- _STATED EXERCISE_
Write out the data below word for word, leaving out the pictures.

- _DATASET ROWS_
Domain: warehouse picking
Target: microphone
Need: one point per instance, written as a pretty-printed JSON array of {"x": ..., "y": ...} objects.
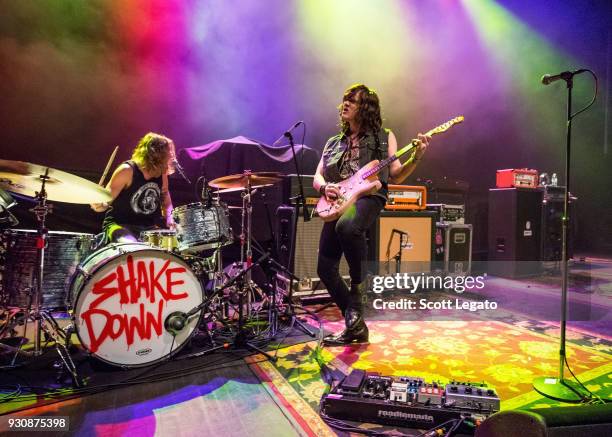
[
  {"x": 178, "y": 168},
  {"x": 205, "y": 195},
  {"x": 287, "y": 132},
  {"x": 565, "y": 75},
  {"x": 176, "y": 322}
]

- _FULL RESPONSE_
Domain: warehouse picking
Target: microphone
Need: one point per instance, written as a pretty-printed JSON array of {"x": ..., "y": ...} objects.
[
  {"x": 178, "y": 168},
  {"x": 205, "y": 195},
  {"x": 287, "y": 132},
  {"x": 565, "y": 75},
  {"x": 176, "y": 322}
]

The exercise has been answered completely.